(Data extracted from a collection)
┌──

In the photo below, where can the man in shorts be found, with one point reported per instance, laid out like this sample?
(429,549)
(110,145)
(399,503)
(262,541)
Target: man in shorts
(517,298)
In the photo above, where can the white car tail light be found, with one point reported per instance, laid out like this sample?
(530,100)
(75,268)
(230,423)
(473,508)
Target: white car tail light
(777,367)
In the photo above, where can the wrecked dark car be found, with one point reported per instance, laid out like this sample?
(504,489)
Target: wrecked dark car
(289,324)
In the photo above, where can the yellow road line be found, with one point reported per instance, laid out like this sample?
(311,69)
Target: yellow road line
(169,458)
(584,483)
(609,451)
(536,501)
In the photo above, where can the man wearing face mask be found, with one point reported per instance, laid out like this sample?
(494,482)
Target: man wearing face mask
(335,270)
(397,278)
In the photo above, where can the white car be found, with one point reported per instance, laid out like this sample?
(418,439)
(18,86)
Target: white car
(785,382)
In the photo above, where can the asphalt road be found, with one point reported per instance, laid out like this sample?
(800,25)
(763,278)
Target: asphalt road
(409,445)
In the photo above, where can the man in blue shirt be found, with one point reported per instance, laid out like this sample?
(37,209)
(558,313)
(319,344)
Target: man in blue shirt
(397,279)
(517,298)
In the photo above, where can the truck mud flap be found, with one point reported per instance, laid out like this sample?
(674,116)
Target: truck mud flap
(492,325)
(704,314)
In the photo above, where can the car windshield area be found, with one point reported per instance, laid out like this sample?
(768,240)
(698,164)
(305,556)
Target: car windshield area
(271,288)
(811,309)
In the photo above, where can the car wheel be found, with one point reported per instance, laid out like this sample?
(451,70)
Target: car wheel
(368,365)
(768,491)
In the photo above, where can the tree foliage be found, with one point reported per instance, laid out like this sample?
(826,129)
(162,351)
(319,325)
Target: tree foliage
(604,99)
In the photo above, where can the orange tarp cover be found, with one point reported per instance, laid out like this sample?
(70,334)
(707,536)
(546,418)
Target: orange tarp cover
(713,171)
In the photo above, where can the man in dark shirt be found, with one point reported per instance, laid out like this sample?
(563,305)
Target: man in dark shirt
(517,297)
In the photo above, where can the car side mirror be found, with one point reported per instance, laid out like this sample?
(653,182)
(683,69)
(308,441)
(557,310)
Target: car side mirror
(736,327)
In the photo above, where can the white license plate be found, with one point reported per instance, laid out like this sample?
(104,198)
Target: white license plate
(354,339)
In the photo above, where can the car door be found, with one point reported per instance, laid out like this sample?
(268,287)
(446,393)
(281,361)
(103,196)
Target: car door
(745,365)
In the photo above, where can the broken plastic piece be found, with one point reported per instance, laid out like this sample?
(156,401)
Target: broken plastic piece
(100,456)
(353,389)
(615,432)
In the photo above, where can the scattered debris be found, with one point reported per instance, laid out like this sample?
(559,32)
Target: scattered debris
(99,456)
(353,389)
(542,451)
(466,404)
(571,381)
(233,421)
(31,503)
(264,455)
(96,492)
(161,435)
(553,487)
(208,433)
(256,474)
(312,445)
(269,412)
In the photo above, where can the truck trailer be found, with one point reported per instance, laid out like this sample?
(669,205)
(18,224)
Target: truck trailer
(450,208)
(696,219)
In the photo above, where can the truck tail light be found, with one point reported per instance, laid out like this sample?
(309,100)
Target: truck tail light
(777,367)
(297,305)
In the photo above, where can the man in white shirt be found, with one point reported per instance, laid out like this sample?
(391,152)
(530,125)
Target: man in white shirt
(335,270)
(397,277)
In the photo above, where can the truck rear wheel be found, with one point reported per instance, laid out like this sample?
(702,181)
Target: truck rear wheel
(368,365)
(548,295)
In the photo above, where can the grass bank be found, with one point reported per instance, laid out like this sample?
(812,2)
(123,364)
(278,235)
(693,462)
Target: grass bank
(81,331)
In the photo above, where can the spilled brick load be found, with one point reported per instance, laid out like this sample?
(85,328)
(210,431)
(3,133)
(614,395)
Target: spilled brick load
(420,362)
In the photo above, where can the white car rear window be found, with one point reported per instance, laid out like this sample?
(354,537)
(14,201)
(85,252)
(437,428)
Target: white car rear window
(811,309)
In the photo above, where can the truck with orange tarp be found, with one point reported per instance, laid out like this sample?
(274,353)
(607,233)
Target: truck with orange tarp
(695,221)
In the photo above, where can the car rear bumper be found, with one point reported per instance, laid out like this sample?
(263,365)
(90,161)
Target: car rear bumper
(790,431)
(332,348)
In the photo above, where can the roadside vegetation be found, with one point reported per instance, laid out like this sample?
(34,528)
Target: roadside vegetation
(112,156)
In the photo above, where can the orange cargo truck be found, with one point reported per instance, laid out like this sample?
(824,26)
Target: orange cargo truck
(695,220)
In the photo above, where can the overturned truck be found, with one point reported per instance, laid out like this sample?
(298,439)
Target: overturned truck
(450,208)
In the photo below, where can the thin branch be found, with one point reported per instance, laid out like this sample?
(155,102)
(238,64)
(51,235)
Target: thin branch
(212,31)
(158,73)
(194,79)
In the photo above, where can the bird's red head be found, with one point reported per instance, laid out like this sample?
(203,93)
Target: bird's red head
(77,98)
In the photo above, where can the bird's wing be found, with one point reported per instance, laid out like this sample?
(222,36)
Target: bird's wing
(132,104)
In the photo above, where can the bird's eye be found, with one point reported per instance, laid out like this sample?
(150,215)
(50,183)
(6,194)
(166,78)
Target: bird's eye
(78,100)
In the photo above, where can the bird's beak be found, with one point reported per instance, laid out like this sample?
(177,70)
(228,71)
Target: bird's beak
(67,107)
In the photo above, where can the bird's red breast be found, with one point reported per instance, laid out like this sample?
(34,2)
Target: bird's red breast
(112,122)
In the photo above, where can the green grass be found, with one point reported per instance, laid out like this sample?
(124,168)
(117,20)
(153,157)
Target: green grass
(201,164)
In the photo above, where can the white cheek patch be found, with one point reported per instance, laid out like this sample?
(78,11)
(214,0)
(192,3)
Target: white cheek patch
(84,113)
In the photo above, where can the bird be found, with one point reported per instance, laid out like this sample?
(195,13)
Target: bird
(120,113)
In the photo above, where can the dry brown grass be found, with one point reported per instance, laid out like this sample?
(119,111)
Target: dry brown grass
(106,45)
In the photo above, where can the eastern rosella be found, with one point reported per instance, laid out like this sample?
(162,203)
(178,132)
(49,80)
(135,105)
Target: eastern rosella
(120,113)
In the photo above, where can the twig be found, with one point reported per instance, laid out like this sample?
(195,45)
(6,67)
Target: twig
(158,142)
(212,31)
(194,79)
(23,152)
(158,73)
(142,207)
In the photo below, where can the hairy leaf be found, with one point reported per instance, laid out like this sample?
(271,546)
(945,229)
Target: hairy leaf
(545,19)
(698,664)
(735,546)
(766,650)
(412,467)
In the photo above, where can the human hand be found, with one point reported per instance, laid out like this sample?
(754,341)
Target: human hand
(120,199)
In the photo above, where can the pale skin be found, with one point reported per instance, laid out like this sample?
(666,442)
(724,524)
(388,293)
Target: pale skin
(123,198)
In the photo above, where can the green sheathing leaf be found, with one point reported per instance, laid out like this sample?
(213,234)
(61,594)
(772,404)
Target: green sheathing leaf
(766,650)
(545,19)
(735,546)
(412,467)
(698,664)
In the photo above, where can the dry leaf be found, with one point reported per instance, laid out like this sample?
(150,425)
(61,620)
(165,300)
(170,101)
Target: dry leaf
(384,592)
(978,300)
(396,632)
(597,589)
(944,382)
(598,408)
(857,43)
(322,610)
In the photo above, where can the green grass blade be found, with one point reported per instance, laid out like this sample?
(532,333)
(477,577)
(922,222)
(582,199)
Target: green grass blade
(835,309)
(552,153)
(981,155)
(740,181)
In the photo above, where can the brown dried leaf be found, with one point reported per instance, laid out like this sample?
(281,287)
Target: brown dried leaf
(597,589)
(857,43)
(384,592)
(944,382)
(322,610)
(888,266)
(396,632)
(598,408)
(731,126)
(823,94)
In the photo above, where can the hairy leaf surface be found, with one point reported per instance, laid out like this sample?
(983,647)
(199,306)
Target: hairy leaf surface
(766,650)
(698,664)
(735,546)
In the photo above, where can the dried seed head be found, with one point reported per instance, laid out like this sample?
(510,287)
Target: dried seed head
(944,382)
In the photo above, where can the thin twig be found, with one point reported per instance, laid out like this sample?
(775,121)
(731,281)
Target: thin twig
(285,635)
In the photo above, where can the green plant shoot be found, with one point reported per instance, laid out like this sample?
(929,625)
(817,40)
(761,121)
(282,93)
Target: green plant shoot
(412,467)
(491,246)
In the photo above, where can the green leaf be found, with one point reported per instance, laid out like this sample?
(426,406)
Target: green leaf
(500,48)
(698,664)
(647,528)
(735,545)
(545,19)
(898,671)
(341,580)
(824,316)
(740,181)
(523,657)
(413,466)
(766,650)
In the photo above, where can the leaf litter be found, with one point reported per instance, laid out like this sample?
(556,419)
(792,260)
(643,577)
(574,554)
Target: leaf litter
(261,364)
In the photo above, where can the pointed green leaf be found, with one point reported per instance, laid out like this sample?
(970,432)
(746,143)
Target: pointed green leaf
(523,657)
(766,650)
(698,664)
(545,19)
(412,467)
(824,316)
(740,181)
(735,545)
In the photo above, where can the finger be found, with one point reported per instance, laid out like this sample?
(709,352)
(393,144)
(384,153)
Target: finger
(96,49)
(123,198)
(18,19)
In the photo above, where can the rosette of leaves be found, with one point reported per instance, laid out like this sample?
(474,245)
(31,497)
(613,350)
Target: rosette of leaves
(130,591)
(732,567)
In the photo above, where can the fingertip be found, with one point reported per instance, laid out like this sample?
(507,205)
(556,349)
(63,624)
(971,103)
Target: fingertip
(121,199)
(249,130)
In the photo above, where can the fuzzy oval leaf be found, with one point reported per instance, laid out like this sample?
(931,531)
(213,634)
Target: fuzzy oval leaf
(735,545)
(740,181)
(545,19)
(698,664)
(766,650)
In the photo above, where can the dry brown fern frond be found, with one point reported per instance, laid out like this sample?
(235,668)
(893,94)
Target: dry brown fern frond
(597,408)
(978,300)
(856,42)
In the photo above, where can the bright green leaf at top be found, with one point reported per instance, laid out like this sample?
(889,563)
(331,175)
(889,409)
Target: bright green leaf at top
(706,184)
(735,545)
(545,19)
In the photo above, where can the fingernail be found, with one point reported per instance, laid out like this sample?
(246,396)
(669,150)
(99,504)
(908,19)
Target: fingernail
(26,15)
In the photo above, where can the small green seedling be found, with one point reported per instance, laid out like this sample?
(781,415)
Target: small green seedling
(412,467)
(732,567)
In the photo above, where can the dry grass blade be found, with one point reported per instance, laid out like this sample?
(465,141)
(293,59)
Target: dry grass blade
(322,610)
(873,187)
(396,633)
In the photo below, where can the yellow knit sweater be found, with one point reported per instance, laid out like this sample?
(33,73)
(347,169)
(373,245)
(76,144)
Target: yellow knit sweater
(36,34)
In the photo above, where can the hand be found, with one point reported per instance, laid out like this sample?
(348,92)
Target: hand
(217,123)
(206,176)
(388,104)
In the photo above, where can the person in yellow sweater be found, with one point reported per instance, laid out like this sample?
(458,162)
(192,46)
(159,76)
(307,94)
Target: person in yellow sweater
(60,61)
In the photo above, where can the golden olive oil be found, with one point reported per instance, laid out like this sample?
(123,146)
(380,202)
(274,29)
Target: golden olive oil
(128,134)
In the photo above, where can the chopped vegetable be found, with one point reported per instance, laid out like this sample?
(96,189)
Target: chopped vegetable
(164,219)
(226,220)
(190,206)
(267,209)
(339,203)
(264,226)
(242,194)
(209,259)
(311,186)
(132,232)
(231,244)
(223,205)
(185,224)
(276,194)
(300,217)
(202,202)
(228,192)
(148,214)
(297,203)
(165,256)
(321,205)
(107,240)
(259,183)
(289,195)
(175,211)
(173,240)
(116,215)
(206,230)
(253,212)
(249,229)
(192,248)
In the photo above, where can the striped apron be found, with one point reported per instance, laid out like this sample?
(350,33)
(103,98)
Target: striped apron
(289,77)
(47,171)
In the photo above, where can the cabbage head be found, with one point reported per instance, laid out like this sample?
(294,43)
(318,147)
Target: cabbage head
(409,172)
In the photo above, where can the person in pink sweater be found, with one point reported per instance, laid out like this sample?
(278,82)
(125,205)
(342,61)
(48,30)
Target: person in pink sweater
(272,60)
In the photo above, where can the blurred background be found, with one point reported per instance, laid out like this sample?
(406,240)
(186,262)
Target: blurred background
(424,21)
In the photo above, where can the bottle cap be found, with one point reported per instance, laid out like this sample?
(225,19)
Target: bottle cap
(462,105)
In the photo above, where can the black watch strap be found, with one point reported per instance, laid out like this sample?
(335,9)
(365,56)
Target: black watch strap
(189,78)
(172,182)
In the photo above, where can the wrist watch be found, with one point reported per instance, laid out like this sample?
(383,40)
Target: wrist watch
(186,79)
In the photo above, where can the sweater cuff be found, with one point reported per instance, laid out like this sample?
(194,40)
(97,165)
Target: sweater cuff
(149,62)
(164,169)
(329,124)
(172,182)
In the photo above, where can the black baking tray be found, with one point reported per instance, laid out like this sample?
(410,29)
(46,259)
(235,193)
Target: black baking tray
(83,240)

└──

*TASK TO CARRY OUT:* Please extract exactly, and only, the lines from the line containing "In the photo above, where can the wrist" through the last line of the records.

*ANSWER FOR THIS EXERCISE:*
In the photo above, where can the wrist watch be found, with one point reported per instance, laid out like this sample?
(383,40)
Target: wrist watch
(186,79)
In the photo above, where can the sweater cuff be found, with one point reported per instance, laid out like this sample?
(194,40)
(97,165)
Target: sweater cuff
(149,62)
(164,169)
(329,124)
(172,182)
In the photo above, where can the black baking tray be found, with one point reported per instance, laid out like this sample?
(410,29)
(46,259)
(235,193)
Target: black baking tray
(83,240)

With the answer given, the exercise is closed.